(Work to be completed):
Print the records below exactly as they appear. Omit all pictures.
Segment Open
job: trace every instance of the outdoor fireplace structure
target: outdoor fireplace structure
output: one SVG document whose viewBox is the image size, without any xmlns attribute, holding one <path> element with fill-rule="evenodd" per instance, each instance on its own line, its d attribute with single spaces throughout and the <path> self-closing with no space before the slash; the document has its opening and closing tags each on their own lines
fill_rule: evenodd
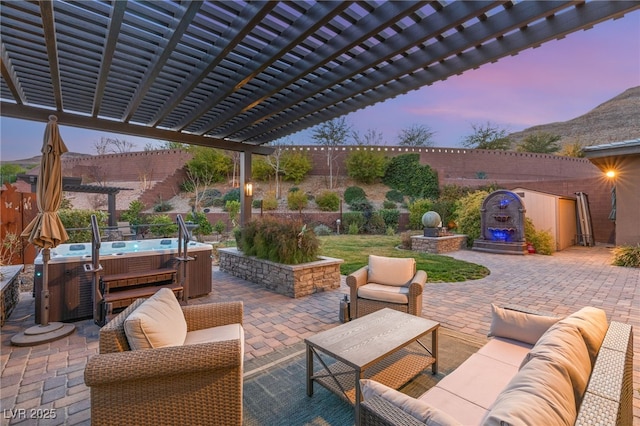
<svg viewBox="0 0 640 426">
<path fill-rule="evenodd" d="M 498 190 L 487 196 L 480 209 L 480 238 L 473 250 L 490 253 L 526 254 L 522 200 L 511 191 Z"/>
</svg>

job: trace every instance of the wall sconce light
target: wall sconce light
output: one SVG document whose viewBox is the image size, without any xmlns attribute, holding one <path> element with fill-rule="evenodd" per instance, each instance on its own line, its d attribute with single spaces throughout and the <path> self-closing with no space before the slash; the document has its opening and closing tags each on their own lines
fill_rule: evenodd
<svg viewBox="0 0 640 426">
<path fill-rule="evenodd" d="M 244 195 L 247 197 L 253 196 L 253 184 L 251 182 L 244 184 Z"/>
<path fill-rule="evenodd" d="M 605 173 L 607 175 L 608 178 L 613 179 L 614 177 L 616 177 L 616 172 L 615 170 L 609 170 L 607 173 Z"/>
</svg>

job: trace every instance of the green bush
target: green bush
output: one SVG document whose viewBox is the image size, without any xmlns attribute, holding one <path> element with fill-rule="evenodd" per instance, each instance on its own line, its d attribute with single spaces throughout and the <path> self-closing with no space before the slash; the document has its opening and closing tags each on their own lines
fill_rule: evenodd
Segment Closed
(Result of the task):
job: trace every instance of the outdoor fireplace structure
target: outdoor fireplace structure
output: one SVG document whose viewBox is the image size, without any xmlns attribute, holding one <path> element with fill-rule="evenodd" per instance, each instance on its own line, its d attribute with single spaces throughout and the <path> self-closing with no space before the slash; the document has its opening and closing tags each on their own lines
fill_rule: evenodd
<svg viewBox="0 0 640 426">
<path fill-rule="evenodd" d="M 498 190 L 487 196 L 480 209 L 480 238 L 473 250 L 490 253 L 526 254 L 522 200 L 511 191 Z"/>
</svg>

job: trace every instance of the wall sconce light
target: wall sconce light
output: one SVG document whose viewBox is the image size, without any xmlns attribute, holding one <path> element with fill-rule="evenodd" per instance, each instance on its own line, its d attribute with single spaces throughout and the <path> self-closing with no space before the slash; the document has its opening and closing tags each on their own lines
fill_rule: evenodd
<svg viewBox="0 0 640 426">
<path fill-rule="evenodd" d="M 244 195 L 247 197 L 253 196 L 253 184 L 251 182 L 244 184 Z"/>
<path fill-rule="evenodd" d="M 605 173 L 607 175 L 608 178 L 613 179 L 614 177 L 616 177 L 616 172 L 615 170 L 609 170 L 607 173 Z"/>
</svg>

job: trace every instance of the green bush
target: green bush
output: one SVG document whose viewBox is the image size, without any xmlns attribute, holding one <path> element with fill-rule="evenodd" per instance, each instance on its own line, its d attribute with single spaces throughout and the <path> self-closing with no space before the slash; the document has its opening and closing tags each on their own lines
fill_rule: evenodd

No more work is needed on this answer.